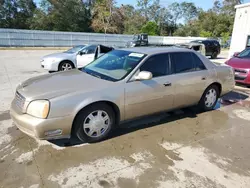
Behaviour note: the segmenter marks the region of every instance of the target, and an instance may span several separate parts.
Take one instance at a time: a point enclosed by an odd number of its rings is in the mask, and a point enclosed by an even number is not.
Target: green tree
[[[158,25],[155,22],[147,22],[141,29],[142,33],[149,35],[158,35]]]
[[[118,28],[112,24],[114,19],[113,0],[99,0],[93,7],[92,28],[97,32],[113,33],[117,32]]]
[[[169,6],[170,12],[172,14],[173,23],[177,26],[177,22],[183,19],[186,23],[198,15],[198,9],[194,3],[182,2],[182,3],[172,3]]]
[[[91,15],[81,0],[43,0],[30,19],[31,29],[90,31]]]
[[[0,27],[28,29],[36,5],[33,0],[1,0]]]
[[[146,23],[146,18],[131,5],[122,5],[123,25],[125,34],[138,34],[142,26]]]

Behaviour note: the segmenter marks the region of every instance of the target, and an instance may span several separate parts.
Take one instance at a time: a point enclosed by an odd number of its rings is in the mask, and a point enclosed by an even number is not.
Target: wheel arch
[[[108,105],[112,108],[112,110],[114,111],[115,113],[115,125],[118,125],[119,122],[120,122],[120,116],[121,116],[121,113],[120,113],[120,109],[119,107],[114,103],[114,102],[111,102],[111,101],[108,101],[108,100],[100,100],[100,101],[96,101],[96,102],[92,102],[92,103],[89,103],[87,104],[86,106],[83,106],[81,109],[79,109],[73,119],[73,122],[72,122],[72,126],[71,126],[71,135],[74,133],[74,128],[75,128],[75,121],[76,121],[76,118],[77,116],[86,108],[88,108],[89,106],[92,106],[92,105],[96,105],[96,104],[105,104],[105,105]]]
[[[221,92],[222,92],[222,85],[219,83],[219,82],[213,82],[213,83],[211,83],[210,85],[208,85],[207,87],[206,87],[206,89],[204,90],[204,92],[207,90],[207,88],[209,88],[210,86],[212,86],[212,85],[215,85],[215,86],[217,86],[217,88],[219,89],[219,97],[221,96]],[[202,94],[203,95],[203,94]],[[202,96],[201,96],[201,98],[202,98]]]

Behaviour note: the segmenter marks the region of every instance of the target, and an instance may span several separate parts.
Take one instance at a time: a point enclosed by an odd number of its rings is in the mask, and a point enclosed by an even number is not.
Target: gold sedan
[[[38,139],[76,134],[97,142],[125,120],[192,105],[212,110],[234,84],[232,68],[193,50],[121,49],[80,70],[21,83],[10,114],[21,131]]]

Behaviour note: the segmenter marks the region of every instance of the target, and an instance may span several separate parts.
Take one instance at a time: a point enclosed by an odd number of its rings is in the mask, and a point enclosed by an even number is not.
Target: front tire
[[[74,132],[83,142],[99,142],[107,138],[115,125],[113,109],[104,104],[94,104],[79,112]]]
[[[219,98],[219,89],[216,85],[209,86],[203,93],[199,107],[202,111],[213,110]]]

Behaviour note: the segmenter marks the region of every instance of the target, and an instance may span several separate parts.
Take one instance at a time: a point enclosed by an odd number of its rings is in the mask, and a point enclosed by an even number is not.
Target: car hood
[[[64,58],[69,58],[69,57],[72,57],[72,56],[75,56],[75,55],[76,55],[76,53],[60,52],[60,53],[54,53],[54,54],[46,55],[42,59],[52,59],[52,58],[64,59]]]
[[[233,57],[227,62],[233,68],[250,69],[250,59]]]
[[[91,92],[113,83],[74,69],[28,79],[17,87],[17,91],[31,101],[51,99],[72,92]]]

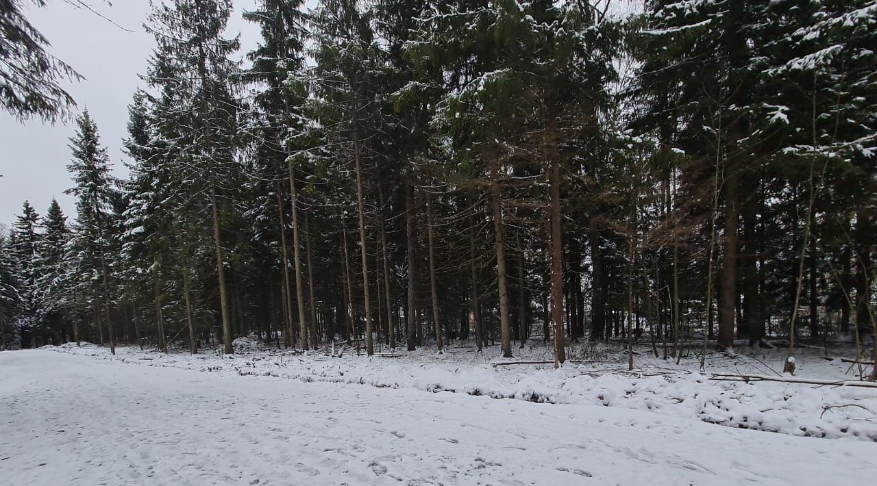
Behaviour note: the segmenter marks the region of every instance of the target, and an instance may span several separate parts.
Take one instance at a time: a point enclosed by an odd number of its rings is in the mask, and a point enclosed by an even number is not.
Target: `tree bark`
[[[358,110],[359,106],[354,109]],[[362,253],[362,293],[366,300],[366,353],[374,354],[372,335],[372,298],[368,287],[368,248],[366,246],[366,211],[362,203],[362,163],[360,160],[360,134],[357,123],[358,114],[353,115],[353,161],[356,167],[356,201],[360,213],[360,248]]]
[[[310,304],[310,343],[316,347],[319,341],[317,326],[317,299],[314,299],[314,265],[310,259],[310,225],[308,211],[304,212],[304,253],[308,258],[308,299]]]
[[[353,291],[350,282],[352,276],[350,274],[350,257],[347,256],[347,225],[344,221],[344,215],[341,215],[341,247],[344,249],[345,311],[347,314],[348,325],[347,344],[350,344],[351,336],[356,339],[357,342],[359,342],[359,338],[356,336],[356,329],[353,328]],[[357,344],[358,347],[359,344]]]
[[[414,246],[417,244],[415,239],[414,222],[414,194],[411,188],[411,181],[405,184],[405,224],[407,234],[407,257],[408,257],[408,310],[405,312],[405,335],[408,339],[408,350],[417,349],[417,336],[414,327],[417,320],[417,262],[414,256]]]
[[[286,327],[283,328],[283,344],[287,348],[289,346],[295,346],[296,342],[293,341],[295,339],[296,333],[293,329],[293,317],[292,317],[292,288],[290,286],[289,280],[289,252],[286,248],[286,222],[283,221],[283,198],[281,191],[281,185],[278,182],[277,186],[277,215],[280,216],[280,245],[281,245],[281,255],[282,256],[283,261],[283,320],[286,322]]]
[[[302,278],[302,255],[299,243],[298,229],[298,193],[296,189],[296,176],[292,167],[292,162],[289,164],[289,195],[290,205],[292,207],[292,257],[296,264],[296,296],[298,302],[298,342],[303,350],[308,349],[308,320],[304,314],[304,283]]]
[[[493,207],[494,217],[494,236],[496,251],[496,275],[499,290],[499,316],[500,316],[500,335],[502,341],[503,356],[510,358],[511,340],[509,328],[509,292],[506,283],[505,272],[505,249],[503,236],[503,204],[500,201],[499,187],[499,162],[496,158],[490,155],[487,157],[488,164],[490,166],[490,203]],[[561,291],[562,292],[562,291]],[[562,295],[562,294],[561,294]],[[562,330],[562,324],[561,324]]]
[[[157,267],[158,264],[156,264]],[[158,278],[158,270],[156,271],[156,276],[153,280],[153,291],[155,294],[155,331],[158,334],[159,338],[159,350],[167,353],[168,347],[165,344],[165,334],[164,334],[164,314],[161,311],[161,301],[164,300],[164,297],[161,295],[161,281]]]
[[[720,349],[734,345],[734,305],[737,302],[737,244],[739,211],[739,182],[735,165],[724,174],[724,253],[722,257],[722,288],[719,302],[717,346]]]
[[[552,319],[554,321],[554,368],[567,361],[563,331],[563,242],[560,234],[560,163],[557,157],[550,161],[551,192],[551,290]]]
[[[225,287],[225,269],[222,257],[222,237],[219,235],[219,208],[217,204],[216,187],[210,186],[210,206],[213,208],[213,244],[217,257],[217,273],[219,277],[219,308],[222,313],[223,352],[234,354],[232,348],[232,322],[228,312],[228,296]]]
[[[438,321],[438,292],[436,289],[435,231],[432,229],[432,194],[426,192],[426,235],[430,254],[430,294],[432,299],[432,325],[436,332],[436,347],[441,352],[441,322]]]
[[[469,214],[469,260],[472,271],[472,296],[470,304],[472,306],[472,319],[475,323],[475,344],[481,351],[484,343],[484,333],[481,329],[481,316],[479,312],[480,303],[478,299],[478,255],[475,252],[475,216],[474,198],[469,195],[469,204],[473,206],[472,213]]]
[[[189,295],[189,271],[182,272],[182,293],[186,299],[186,322],[189,325],[189,346],[193,355],[198,353],[198,346],[195,342],[195,325],[192,323],[192,299]]]
[[[396,323],[393,320],[393,296],[389,278],[389,258],[387,257],[387,222],[384,217],[382,184],[378,181],[378,203],[381,205],[381,253],[383,257],[384,296],[387,299],[387,338],[390,349],[396,349]]]
[[[592,223],[593,224],[593,223]],[[603,264],[600,235],[593,227],[588,230],[591,245],[591,339],[599,341],[606,337],[606,311],[603,308]]]

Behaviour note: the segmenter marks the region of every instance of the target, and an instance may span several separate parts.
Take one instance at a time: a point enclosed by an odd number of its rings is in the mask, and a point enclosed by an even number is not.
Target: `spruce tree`
[[[96,322],[100,329],[100,307],[106,320],[110,350],[116,353],[116,335],[113,327],[112,299],[109,274],[109,250],[112,246],[111,227],[113,224],[113,201],[117,195],[116,180],[111,173],[107,150],[101,146],[97,125],[88,109],[76,117],[77,130],[70,137],[73,156],[68,171],[75,186],[66,191],[76,197],[76,227],[75,244],[80,249],[79,263],[83,277],[91,279],[91,295],[94,301]]]

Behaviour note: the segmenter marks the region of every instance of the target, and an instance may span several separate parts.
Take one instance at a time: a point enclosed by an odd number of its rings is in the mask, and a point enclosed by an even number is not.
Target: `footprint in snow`
[[[368,468],[374,473],[374,475],[381,475],[382,474],[387,474],[387,466],[377,462],[376,461],[372,461],[368,463]]]

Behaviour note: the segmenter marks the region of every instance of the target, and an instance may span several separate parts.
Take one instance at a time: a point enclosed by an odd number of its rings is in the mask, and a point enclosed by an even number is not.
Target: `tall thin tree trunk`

▶ [Task] List every line in the entries above that contains the string "tree".

▶ [Solution to this problem]
Target: green tree
Target: `tree bark`
Target: `spruce tree`
Target: `tall thin tree trunk`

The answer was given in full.